(EXERCISE): Print each entry word for word.
[Opening MATERIAL SUPPLIED section]
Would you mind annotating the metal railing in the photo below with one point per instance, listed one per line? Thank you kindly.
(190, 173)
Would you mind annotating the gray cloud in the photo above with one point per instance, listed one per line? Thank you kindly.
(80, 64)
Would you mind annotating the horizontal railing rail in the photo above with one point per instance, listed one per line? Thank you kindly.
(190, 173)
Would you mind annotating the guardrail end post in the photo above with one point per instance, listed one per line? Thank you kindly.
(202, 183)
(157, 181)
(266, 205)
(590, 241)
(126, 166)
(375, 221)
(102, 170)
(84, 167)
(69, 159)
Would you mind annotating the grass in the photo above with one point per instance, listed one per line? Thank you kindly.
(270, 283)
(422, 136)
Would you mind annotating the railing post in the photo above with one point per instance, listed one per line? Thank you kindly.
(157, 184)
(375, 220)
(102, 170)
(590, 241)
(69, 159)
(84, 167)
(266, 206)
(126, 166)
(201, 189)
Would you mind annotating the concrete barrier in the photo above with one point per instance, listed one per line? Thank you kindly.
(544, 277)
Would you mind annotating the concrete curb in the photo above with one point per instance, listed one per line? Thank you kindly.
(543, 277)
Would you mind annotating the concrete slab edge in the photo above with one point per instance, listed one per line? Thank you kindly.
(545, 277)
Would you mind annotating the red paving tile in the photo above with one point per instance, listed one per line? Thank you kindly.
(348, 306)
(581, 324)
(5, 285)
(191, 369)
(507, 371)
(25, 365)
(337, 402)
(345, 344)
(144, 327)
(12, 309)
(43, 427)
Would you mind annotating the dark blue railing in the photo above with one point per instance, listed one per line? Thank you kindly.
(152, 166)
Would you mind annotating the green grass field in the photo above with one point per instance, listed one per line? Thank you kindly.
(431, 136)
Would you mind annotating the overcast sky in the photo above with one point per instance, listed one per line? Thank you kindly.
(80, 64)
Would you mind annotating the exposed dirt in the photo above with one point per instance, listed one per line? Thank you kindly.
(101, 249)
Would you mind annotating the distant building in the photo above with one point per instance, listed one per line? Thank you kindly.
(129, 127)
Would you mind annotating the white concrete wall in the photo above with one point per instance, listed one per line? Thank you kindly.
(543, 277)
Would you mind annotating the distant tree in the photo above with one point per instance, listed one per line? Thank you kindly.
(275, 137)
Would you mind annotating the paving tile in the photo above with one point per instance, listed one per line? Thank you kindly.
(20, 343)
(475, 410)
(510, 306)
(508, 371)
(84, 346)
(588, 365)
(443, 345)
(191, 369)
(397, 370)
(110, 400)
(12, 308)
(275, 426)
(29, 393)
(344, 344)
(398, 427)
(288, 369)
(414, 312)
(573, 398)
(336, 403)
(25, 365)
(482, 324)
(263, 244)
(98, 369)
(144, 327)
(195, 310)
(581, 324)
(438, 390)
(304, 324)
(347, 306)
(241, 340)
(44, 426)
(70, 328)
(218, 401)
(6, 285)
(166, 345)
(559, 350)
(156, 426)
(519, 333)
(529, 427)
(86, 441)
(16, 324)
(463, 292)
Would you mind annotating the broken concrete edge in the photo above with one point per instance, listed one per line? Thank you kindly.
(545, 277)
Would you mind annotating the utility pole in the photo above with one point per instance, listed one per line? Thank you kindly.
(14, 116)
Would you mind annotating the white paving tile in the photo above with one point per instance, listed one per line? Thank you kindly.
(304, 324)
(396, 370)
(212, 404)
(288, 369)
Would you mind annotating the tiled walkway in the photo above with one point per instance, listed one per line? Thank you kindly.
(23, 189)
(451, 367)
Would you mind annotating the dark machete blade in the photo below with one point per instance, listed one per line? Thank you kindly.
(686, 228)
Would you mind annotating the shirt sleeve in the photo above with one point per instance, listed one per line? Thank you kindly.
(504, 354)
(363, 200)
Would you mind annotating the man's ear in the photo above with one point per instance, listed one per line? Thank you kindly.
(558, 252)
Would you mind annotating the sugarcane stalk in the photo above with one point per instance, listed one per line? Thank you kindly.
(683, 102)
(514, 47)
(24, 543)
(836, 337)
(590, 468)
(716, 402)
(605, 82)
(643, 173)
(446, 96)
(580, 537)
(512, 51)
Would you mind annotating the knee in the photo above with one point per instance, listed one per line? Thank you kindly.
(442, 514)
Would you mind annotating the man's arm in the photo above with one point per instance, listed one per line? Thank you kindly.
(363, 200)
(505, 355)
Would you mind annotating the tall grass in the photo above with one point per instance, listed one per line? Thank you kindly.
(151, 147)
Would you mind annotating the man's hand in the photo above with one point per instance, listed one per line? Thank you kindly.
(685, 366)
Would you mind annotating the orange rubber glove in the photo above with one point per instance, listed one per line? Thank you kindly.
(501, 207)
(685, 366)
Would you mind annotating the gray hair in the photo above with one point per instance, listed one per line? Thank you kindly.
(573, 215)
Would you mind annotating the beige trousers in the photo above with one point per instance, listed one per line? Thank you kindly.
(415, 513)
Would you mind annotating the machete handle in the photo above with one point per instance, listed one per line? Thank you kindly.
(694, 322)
[Closing MATERIAL SUPPLIED section]
(OUTPUT):
Would you mind annotating the metal railing in the photo below with one point per instance, listed one per line? Thank you kindly.
(190, 173)
Would you mind annotating the gray cloud in the photo above with one point per instance, listed one per line? Thank you kindly.
(80, 64)
Would you mind annotating the horizontal railing rail in the photo above with one point per instance, listed one per line? Thank you kindly.
(190, 173)
Would you mind annotating the guardrail end post in the photo above with one point per instance, listed one per line? Thank you kindly.
(202, 183)
(157, 181)
(266, 205)
(590, 241)
(126, 166)
(375, 221)
(102, 170)
(84, 167)
(69, 159)
Would you mind annotating the grass in the photo above with one point per instance, listed one per line? Thank you kindly.
(270, 283)
(422, 136)
Would you mind annotating the railing post in the photo above with one point per instance, listed one per line? Thank you kindly.
(157, 184)
(375, 220)
(102, 170)
(590, 241)
(69, 159)
(84, 167)
(266, 206)
(126, 166)
(201, 189)
Would you mind annotating the concrete barrier in the photo above with one point per instance, listed one per line? Thank you kindly.
(544, 277)
Would you mind annotating the concrete curb in the photo above with one point per instance, listed one per line? Thank you kindly.
(543, 277)
Would you mind annotating the concrete slab edge in the photo above with one point per instance, listed one per line? Thank you kindly.
(545, 277)
Would you mind annotating the red paving tile in the photo above with one point per instance, listed one per line? Thank you kindly.
(348, 306)
(581, 324)
(5, 285)
(191, 369)
(507, 371)
(25, 365)
(337, 402)
(345, 344)
(144, 327)
(12, 309)
(43, 427)
Would you mind annotating the dark blue railing in the photo above with one point per instance, listed one per line? Thank you kindly.
(152, 166)
Would you mind annotating the green grass field in the photo above with one point per instance, listed one per line? Thank you kindly.
(431, 136)
Would you mind annotating the overcast sky in the photo above with one point per instance, listed one per line? Thank you kindly.
(80, 64)
Would you mind annotating the exposed dirt in the photo above with one point per instance, listed one per line? Thank you kindly.
(101, 249)
Would you mind annotating the distant building in the photo above with one point per instance, listed one per line? Thank you kindly.
(129, 127)
Would you mind annotating the white concrete wall in the photo above with one point per instance, listed one per line? Thank you kindly.
(543, 277)
Would you mind annotating the distant tree in the photo above with one point per instance, listed one per line? Thank you kindly.
(275, 137)
Would you mind annotating the paving tile in the photo above with one point per instance, listed one per line? Thank you kindly.
(20, 343)
(475, 410)
(510, 306)
(508, 371)
(84, 346)
(588, 365)
(443, 345)
(191, 369)
(397, 370)
(110, 400)
(12, 308)
(275, 426)
(29, 393)
(344, 344)
(398, 427)
(288, 369)
(414, 312)
(573, 398)
(336, 403)
(25, 365)
(482, 324)
(263, 244)
(98, 369)
(144, 327)
(195, 310)
(581, 324)
(438, 390)
(304, 324)
(347, 306)
(241, 340)
(44, 426)
(70, 328)
(218, 401)
(6, 285)
(166, 345)
(559, 350)
(156, 426)
(519, 333)
(529, 427)
(86, 441)
(16, 324)
(463, 292)
Would you mind annotating the broken concrete edge in the photo above with one point per instance, listed one per line? Thank you kindly.
(545, 277)
Would you mind annotating the utility pole in the photo above with one point per instance, listed one per line? Thank you kindly.
(14, 116)
Would you mind annotating the white paving tile in the photo above with one point per instance, listed one per line? Thank you kindly.
(304, 324)
(396, 370)
(212, 404)
(288, 369)
Would you mind annotating the tiled walkway in the photo above with one point per instance, listed one per line? Thank you kindly.
(23, 189)
(451, 367)
Would you mind annotating the dark machete blade in the photo below with one point per instance, listed one per line? Thank you kindly.
(686, 228)
Would you mind annotating the shirt sleeve in the photo above with one point per instance, listed one per line? Thank you kindly.
(504, 354)
(363, 200)
Would you mind annotating the man's ear in the photo above with one point per instance, listed one per line? Thank you kindly.
(558, 252)
Would you mind annotating the sugarcane stalk in the photo above with one point per instance, listed one per line? Thank you kindly.
(683, 102)
(514, 47)
(24, 543)
(836, 337)
(590, 468)
(716, 402)
(605, 82)
(643, 173)
(446, 96)
(580, 537)
(512, 51)
Would you mind annotating the knee in the photo above with one point per instance, listed one per line? Thank you kindly.
(442, 514)
Would you mind annotating the man's arm in the photo above with one point per instance, listed one per line? Thank you kindly.
(363, 200)
(505, 355)
Would you mind annotating the tall grass in the photo above with one point per instance, listed one per line? Thank you kindly.
(151, 147)
Would you mind annotating the man's hand in the photo above with one point per instance, listed one per line? Thank you kindly.
(685, 366)
Would you mind annotating the orange rubber glove in the photo above with one point per instance, listed one per line? Thank you kindly.
(501, 207)
(685, 366)
Would you mind annotating the gray hair in the photo above with one point per instance, listed one per line? Thank you kindly.
(573, 215)
Would you mind annotating the beige trousers in the photo above with one point per instance, listed one per line? Thank you kindly.
(415, 513)
Would you mind annotating the machete handle in the photo above with one point per instance, listed one per line? Thank you kindly.
(694, 322)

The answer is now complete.